*Exercise objective*. Pull out each row below that contains the word "annotate", copying it in full.

*Supplied material*.
□ □ □ □ □

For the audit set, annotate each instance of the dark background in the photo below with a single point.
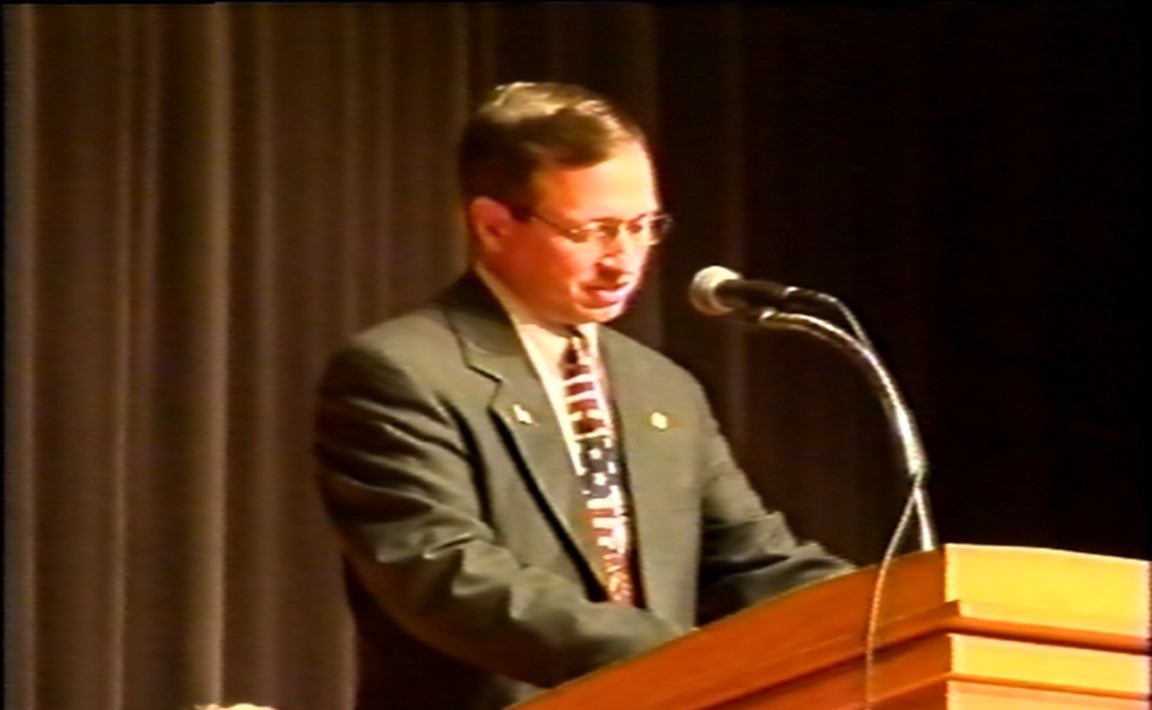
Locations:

□ □ □ □ □

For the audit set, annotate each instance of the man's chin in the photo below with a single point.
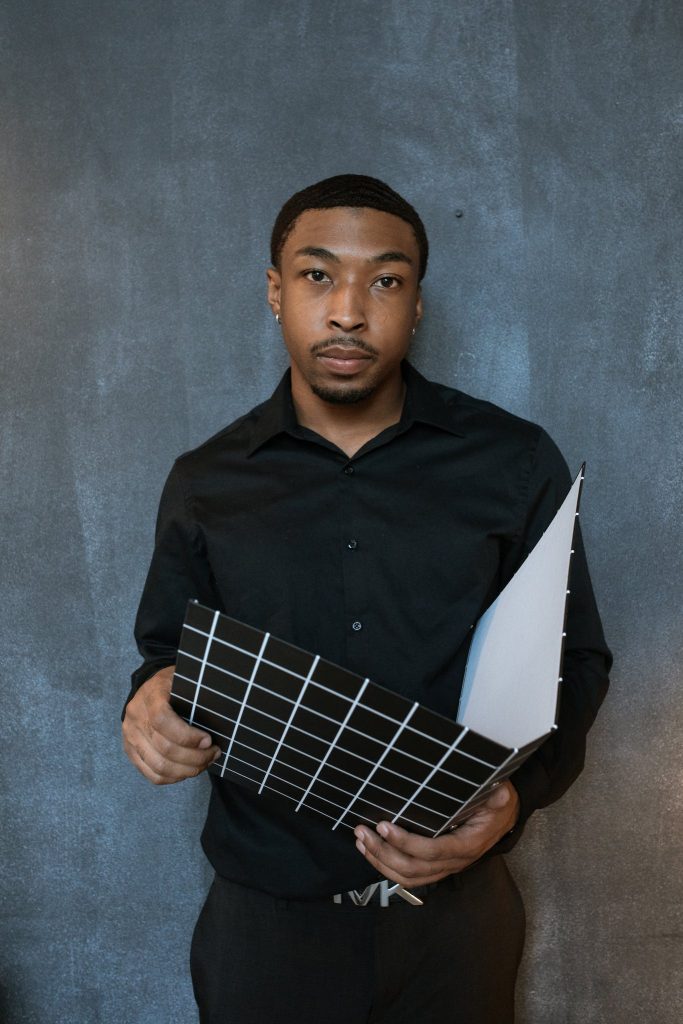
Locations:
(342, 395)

□ □ □ □ □

*Finished answer*.
For the audit set, annotate each instance of the dark background in the photo below with a single point.
For the audit set, annotate each instance of the man's chin in the photo below with a single point.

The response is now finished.